EXERCISE PROMPT: Copy the records exactly. Include every line.

AVAILABLE DATA:
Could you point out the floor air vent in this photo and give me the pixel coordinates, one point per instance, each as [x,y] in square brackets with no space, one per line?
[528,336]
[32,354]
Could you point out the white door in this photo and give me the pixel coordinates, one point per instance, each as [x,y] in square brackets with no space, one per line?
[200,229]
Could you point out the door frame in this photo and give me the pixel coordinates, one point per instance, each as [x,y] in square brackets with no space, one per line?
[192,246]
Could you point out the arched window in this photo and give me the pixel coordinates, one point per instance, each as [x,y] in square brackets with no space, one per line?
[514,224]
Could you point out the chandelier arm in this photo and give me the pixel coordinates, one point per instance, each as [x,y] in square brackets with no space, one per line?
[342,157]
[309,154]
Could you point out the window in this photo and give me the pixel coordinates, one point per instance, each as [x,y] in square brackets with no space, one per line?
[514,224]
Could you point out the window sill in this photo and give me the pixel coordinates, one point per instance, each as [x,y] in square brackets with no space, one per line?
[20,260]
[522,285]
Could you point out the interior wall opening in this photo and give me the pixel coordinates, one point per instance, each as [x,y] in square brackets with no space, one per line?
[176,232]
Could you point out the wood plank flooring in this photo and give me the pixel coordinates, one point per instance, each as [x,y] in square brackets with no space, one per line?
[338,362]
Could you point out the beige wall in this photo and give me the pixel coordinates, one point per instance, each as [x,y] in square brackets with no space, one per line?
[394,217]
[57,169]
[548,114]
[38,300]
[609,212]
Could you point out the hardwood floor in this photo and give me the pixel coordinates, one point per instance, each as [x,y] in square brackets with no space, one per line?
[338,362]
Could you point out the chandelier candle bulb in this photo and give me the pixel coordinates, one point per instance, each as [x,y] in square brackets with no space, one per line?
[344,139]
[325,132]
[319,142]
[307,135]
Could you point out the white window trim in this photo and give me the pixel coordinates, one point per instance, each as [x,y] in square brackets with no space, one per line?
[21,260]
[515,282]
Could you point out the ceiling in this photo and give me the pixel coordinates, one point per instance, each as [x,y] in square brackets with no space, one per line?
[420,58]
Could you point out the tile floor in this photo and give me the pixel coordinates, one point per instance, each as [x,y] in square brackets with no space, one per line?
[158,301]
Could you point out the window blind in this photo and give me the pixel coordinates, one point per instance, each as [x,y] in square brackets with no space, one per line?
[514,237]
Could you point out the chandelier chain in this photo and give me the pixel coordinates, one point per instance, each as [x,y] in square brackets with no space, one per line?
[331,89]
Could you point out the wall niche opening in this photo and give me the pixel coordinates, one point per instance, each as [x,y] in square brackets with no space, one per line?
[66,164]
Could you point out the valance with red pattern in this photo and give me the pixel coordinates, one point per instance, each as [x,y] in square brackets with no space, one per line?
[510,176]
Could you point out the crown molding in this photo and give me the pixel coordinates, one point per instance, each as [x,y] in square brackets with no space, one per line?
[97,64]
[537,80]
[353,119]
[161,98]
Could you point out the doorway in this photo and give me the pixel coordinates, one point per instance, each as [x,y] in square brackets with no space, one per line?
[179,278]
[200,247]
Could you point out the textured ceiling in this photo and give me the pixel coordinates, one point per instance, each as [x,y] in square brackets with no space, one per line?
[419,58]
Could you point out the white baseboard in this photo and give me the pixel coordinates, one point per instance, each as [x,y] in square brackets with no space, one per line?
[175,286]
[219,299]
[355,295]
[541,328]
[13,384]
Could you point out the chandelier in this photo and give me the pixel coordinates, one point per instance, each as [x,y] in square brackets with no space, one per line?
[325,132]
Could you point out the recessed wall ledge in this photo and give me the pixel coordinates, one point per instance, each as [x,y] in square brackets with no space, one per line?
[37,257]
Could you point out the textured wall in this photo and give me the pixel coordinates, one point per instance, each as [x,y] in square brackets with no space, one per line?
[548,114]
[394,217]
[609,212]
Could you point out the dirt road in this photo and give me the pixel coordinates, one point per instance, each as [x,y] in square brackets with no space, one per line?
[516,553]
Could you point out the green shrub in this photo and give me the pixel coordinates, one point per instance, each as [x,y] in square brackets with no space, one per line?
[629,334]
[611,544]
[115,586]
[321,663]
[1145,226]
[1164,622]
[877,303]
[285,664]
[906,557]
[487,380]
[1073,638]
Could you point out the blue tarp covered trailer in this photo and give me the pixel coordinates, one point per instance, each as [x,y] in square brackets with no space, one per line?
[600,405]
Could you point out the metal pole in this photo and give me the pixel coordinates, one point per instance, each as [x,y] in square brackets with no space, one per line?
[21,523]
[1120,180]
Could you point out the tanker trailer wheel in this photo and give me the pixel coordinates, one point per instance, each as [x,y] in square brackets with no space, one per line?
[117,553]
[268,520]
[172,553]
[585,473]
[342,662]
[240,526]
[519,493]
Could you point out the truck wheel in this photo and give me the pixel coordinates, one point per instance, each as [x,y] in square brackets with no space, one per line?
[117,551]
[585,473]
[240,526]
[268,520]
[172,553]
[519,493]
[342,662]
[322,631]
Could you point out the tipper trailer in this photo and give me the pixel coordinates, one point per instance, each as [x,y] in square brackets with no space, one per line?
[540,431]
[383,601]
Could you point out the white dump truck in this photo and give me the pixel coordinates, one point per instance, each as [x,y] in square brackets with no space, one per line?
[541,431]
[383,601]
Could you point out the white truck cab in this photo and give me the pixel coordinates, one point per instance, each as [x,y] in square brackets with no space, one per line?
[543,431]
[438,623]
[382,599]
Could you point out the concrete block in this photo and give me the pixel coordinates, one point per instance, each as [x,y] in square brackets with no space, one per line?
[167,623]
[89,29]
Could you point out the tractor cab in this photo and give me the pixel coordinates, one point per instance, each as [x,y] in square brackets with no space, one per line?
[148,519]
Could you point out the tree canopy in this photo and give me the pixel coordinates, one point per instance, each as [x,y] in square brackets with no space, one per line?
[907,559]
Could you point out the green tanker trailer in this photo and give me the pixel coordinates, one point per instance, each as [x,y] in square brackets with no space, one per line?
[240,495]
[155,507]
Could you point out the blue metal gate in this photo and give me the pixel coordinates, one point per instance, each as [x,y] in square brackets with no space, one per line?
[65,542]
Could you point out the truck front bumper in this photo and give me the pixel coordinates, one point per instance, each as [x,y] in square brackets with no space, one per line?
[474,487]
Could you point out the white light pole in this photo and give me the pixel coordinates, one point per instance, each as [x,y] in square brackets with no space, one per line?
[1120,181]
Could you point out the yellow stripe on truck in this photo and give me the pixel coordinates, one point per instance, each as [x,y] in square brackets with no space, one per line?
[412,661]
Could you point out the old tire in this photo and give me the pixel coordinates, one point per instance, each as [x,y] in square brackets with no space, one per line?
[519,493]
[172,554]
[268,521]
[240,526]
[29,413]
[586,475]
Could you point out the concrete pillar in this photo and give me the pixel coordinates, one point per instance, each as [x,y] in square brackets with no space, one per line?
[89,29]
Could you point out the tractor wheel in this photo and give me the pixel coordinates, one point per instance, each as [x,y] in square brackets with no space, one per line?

EXPECTED OUTPUT:
Could you point out the floor air vent in this photo and give me the pixel coordinates, one point per instance, each as [x,y] in square brackets with no space, one per line?
[528,336]
[32,354]
Could you point out the white door in this photo and give me the pixel coordinates, one point per instance, each as [x,y] in square brackets with no space, one per line?
[200,229]
Could you point out the door frame in this photo and give me the pixel coordinates, one point per instance, each as [x,y] in square brackets with no space, one per line?
[192,246]
Could you point out the arched window in this photo and give me the pixel coordinates, one point per instance, each as [x,y] in square brackets with no space, one per line?
[514,224]
Could you point out the chandelier arm in this photo and give me the pixel coordinates, one point per instance, each as [x,y] in square brackets with no space, one per line?
[342,157]
[309,154]
Could you point out the window in this photo and give me the pixel coordinates, one point per instance, each as [x,y] in square brackets with no space, one per line?
[514,224]
Could you point out the window sill in this photo and give me the pixel coordinates, one point per instance, each as [x,y] in square brackets with no space, one per line?
[20,260]
[522,285]
Could you point out the interior wall opening in this photo and give me the pixel coordinates, one point per instance, each as [x,y] in square brackets with no space, one per line?
[176,232]
Could you point out the wood plank flooring in this photo and give me the pixel coordinates, one point per instance, each as [x,y] in square brackets with no space, one per line?
[338,362]
Could you point out the beige wall in this photo and give me the pixel coordinates, one point per instance, each as [x,y] in square brackets with no space, one per line?
[394,217]
[57,169]
[548,114]
[38,300]
[609,212]
Could you point out the hardwood floor in this photo and give me the pixel coordinates, one point per instance, each as [x,y] in square brackets with no space, one per line?
[338,362]
Could you point out the chandelier candle bulb in this photo and give me the pixel coordinates, one point per instance, each as [x,y] in square brackets with no space, one per line?
[344,139]
[325,132]
[319,142]
[307,135]
Could you point out the white window trim in this photo and give me the pixel coordinates, one point per instance, each as [x,y] in square brackets with no space, one per line?
[21,260]
[515,282]
Could you point out the ceiling in this photo and give me the pixel coordinates, one point per instance, each as [x,y] in square brackets with no space, one per line?
[420,58]
Could you point out the tile floor in this photo and give me the pixel coordinates, one point per instance, each as [x,y] in square brackets with no space, one per line?
[158,301]
Could you point out the window blind in this photo and give me the pixel coordinates, one point per instance, each as [x,y] in square brackets with no space, one per line?
[514,237]
Could you point out the chandelier chain in this photo and give me the pixel coordinates, one point per instance, each as [x,y] in square brackets with no space, one per line?
[331,89]
Could you point out the wall niche opening in this photo and give me the pixel coordinates, one point per instance, each as [x,y] in square brackets with no space, one per line?
[66,164]
Could you point out the valance with red pattern in this photo and give me the pixel coordinates, one point per instance, each as [x,y] in square brackets with no space, one per line?
[510,176]
Could you point out the crown molding in this photo and give me the pixel coordinates, one point per instance, each as [x,y] in square brackets with no space, one per line?
[97,64]
[537,80]
[353,119]
[161,98]
Could you point out the doorway in this photo and give me the pixel coordinates, one point per instance, each as [x,y] in square brackets with no space, one per line?
[179,278]
[200,247]
Could you point out the textured ceiling in this photo and give me the pixel coordinates, one point per instance, each as [x,y] in square brackets with no space, one per line?
[419,58]
Could you point out the white baseboard in this photo and give me the pixel coordinates, one point per instance, each as [x,y] in square brackets with no space, one per line?
[175,286]
[219,299]
[355,295]
[541,328]
[13,384]
Could you point out the chandelier in this photo and give me the pixel coordinates, one point per instance, each as [x,y] in square brackets with no space, one per line?
[325,132]
Could you point out the recessed wall ledge in this photo and give me the pixel coordinates, one point per instance, each as [x,y] in square brackets with no space, one per line?
[37,257]
Could you point out the textured wall in this photo and give me the pixel coordinates, one point per instance, each as [x,y] in square brackets with no space, one per line?
[548,114]
[394,217]
[609,212]
Could you point out the dirt road in this photo and give me the pixel coordinates, one point per instance, each as [x,y] in square brackets with no space, one per line?
[516,553]
Could you point out the green shrub in this photo and give me the pixel coordinates, one point per instance, each as [x,y] in square brackets with no space, one per line?
[629,334]
[611,544]
[115,586]
[321,663]
[1145,226]
[1164,622]
[877,303]
[285,664]
[906,557]
[487,380]
[1073,638]
Could you point out the blue tarp covered trailer in this photo and give me the pixel coordinates, one point per instance, each as [x,y] in square brackets with no space, one per line?
[600,405]
Could you point out the metal pole in this photo and give me the pixel coordinates, one point per instance, each as [x,y] in square brackets with no space, one per line?
[21,523]
[1120,180]
Could you point out the tanker trailer wheel in this photo and give me the pixel coordinates, one point per instance, each as [x,y] in square brackets with no space, one per line?
[117,553]
[268,520]
[172,553]
[585,473]
[342,662]
[240,526]
[519,493]
Could you point out the truck wheel in this photo and give me the pixel coordinates, one point per instance, each as [x,y] in square brackets with no space, one per line?
[117,551]
[585,473]
[240,526]
[268,520]
[172,553]
[519,493]
[342,662]
[322,631]
Could you point out the tipper trailer in this photo and give me the pixel coordinates, one point per instance, each as [x,y] in square brackets with no space, one per line?
[540,431]
[383,601]
Could you point out the white dump truck in this photo and give me the pixel coordinates, one point per instance, each as [x,y] in square brackets with no space, one per line?
[541,431]
[383,601]
Could you point out the white truck cab in this photo and give me the pixel coordinates, one point per instance, each as [x,y] in square brackets with no space, one per line?
[543,431]
[438,623]
[382,599]
Could you point out the concrete block in this photo and give me the pixel coordinates, one point per instance, each as [x,y] in square brackets with no space, one per line?
[167,623]
[89,29]
Could you point out the tractor cab in this photo and give me the pixel coordinates, one point per instance, each as [x,y] in square brackets with no space, one per line?
[148,519]
Could you point out the tree canopy in this photo and give me the pixel coordinates, one point per instance, each as [x,y] in square brackets with no space, one per line?
[907,559]
Could you point out the green tanker trailer in this photo and give me the pixel coordinates, one point per instance, each as [x,y] in square brackets with no space, one per line?
[240,495]
[155,507]
Could you point out the blue metal gate in this photo and give me the pixel coordinates, one point per instance, each as [x,y] in square brackets with no space, one per line?
[65,542]
Could you point out the truck front bumper in this photo and give me the pixel coordinates, one point per instance, each as [x,y] in square brackets with no space, one per line?
[474,487]
Could you point out the white light pole in this photo and give me the pixel coordinates, one point per instance, each as [x,y] in square brackets with no space, one per line?
[1120,181]
Could you point out the yellow stripe on truck in this photo and give me the pixel coordinates, one point per instance, each as [x,y] in square brackets with no space, one per line?
[412,661]
Could you point out the old tire in this photo and give me the pixel coordinates, one point per instance, each as [x,y] in square brackets with no space, one per line?
[519,493]
[172,554]
[268,521]
[240,526]
[29,413]
[586,475]
Could you point out the concrete pillar in this photo and give me the pixel coordinates, one point per instance, each as [x,y] in square brackets with no space, one per line?
[89,29]
Could you point out the tractor wheel in this photo and give me the pixel coordinates, one point per instance, each as [x,y] in square brackets with no space, one per line?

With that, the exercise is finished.